Cruquius Adası Konutları
Künye
Mimari Tasarım
KCAP
Proje Yeri
Amsterdam, Hollanda
Tamamlanma Tarihi
2024
Toplam İnşaat Alanı
48.750 m²
Fotoğraflar
Sebastian van Damme, Marcel IJzerman
Amsterdam’da dolgu zemin üzerinde bulunan terk edilmiş bir endüstriyel alanı yeşil ve canlı bir mahalleye dönüştüren KCAP, su kıyılarında bulunan endüstriyel alanların sürdürülebilir ve canlı kentsel alanlara dönüşümü için bir örnek oluşturmayı hedefliyor.
Amsterdam’ın Eastern Docklands bölgesinde yer alan yapay bir ada olan Cruquius Adası, tarihi bir endüstriyel alandan, benzersiz kıyı yerleşimi ile tanınan canlı bir konut mahallesine dönüştürülmüş. Aslen 1875 ve 1925 yılları arasında Amsterdam Limanı’nı genişletmek için inşa edilen alan, önce büyükbaş hayvan pazarından bir endüstriyel merkeze, ardından da günümüzde canlı bir kentsel anklava doğru evrilmiş. Bu yeniden geliştirme projesi; mimarlığın, kentsel tasarımın ve peyzaj planlamasının tarihi alanların çağdaş ihtiyaçlarımıza cevap verecek şekilde nasıl yeniden şekillendirilebileceğine dair bir örnek teşkil ediyor. Adanın endüstriyel mirasından yola çıkarken, odaklanılan nokta bu alanın modern bir yaşam çevresine doğru dönüştürülmesinden oluşuyor.
Bir zamanlar ambarlara ve fabrikalara ev sahipliği yapan eski endüstriyel alan, farklı konut tiplerinin ve kamusal alanların oluşturulması için bir yol sunuyor. Pervane benzeri bir şeklinde, 14 yapının birleşmesiyle oluşan yerleşim; değişen ölçeklerde, endüstriyel yapıları anımsatan büyük ve uzun strüktürlerden daha küçük, üç katlı yapılara doğru geçiş yapan bir mahalle oluşturuyor. Her biri balkon, teras ya da bahçe gibi bir dış mekana sahip olan evlerle, tasarımdaki yoğunluk ve yakınlık arasındaki denge yansıtılıyor. Tüm konutlar suya doğru açılan manzaranın keyfini sürme şansına sahip, böylece, projenin su kıyısında yer alan konumu ile kurduğu kesintisiz ilişki öne çıkıyor.

-=-=-

Hedefler.
1. Cruquius Adası konutlarını anlatan metindeki şu cümleyi İngilizceye çevirin: "Bir zamanlar ambarlara ve fabrikalara ev sahipliği yapan eski endüstriyel alan, farklı konut tiplerinin ve kamusal alanların oluşturulması için bir yol sunuyor."
2. Cruquius Adası konutlarını anlatan metni, son cümlesinden sonra gelecek bir paragrafla sürdürün.
Kayıtlar bu işte hiçbir rol oynamıyor.

-=-=-

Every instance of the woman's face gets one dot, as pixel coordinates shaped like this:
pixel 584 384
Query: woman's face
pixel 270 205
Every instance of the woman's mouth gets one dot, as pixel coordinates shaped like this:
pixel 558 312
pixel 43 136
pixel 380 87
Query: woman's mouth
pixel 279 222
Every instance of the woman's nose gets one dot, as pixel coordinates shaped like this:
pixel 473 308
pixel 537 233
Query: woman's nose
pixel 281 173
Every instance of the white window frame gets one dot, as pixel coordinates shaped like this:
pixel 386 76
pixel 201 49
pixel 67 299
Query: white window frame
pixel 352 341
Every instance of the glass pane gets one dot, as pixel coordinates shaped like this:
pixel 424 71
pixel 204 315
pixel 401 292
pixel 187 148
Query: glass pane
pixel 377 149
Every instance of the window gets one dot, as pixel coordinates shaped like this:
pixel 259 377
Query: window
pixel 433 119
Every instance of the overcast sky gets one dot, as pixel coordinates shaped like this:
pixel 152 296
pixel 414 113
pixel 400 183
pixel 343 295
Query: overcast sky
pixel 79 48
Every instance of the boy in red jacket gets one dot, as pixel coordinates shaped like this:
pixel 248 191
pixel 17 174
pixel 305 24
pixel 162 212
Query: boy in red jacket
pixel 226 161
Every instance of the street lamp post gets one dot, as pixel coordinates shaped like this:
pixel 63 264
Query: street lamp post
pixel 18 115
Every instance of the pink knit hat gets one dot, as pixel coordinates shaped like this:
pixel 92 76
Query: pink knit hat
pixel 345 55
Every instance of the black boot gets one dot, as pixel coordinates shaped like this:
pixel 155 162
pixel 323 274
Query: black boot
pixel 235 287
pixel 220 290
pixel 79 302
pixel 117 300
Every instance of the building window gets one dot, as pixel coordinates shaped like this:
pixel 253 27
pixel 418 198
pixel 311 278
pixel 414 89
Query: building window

-=-=-

Görevlere Göre Yanıtlar.
1. The former industrial area, which once housed warehouses and factories, offers a way to create different types of housing and public spaces.

2.
Kent planı, mekanlar ve ölçeklerin hiyerarşisini vurguluyor. Cruquiusweg’den bakıldığında manzara doğruca Amsterdam-Rhine Kanalına doğru genişliyor; böylece su ile olan kuvvetli optik ilişki güçlendiriliyor. Büyük gemiler bu büyük su yolundan geçerken yayalar da, canlı ve trafiğe kapatılmış, zemin katta yer alan konutlarla, ticari mekanlarla ve rekreasyonel alanlarla çevrelenmiş promenada sahip olan huzurlu gezinti yerinin keyfini çıkarıyor. Birbiri ile zıtlıklara sahip olan bu elemanların üst üste gelmesi mahalleye canlılık ekliyor; açık ve samimi bir mekan hissinin ortaya çıkmasını sağlıyor.
Peyzaj tasarımı projede merkezi bir rol oynuyor; patikalar, yarı-kamusal bahçeler ve komünal yeşil alanlar kentsel dokuya dahil oluyor. Organik bir estetik uyandırmak için düzensiz kenarlarla tasarlanmış bu patikalar, alan boyunca hareketi yönlendirirken aynı zamanda davetkar boşluklar oluşturan duraklama alanları da barındırıyor. Bütünüyle, bu elementler alanın mekansal niteliğini artırırken sakinlerine rahatlayabilecekleri, sosyalleşebilecekleri ve huzurlu yaya dostu bir çevrenin tadını çıkaracakları alanlar sunuyor.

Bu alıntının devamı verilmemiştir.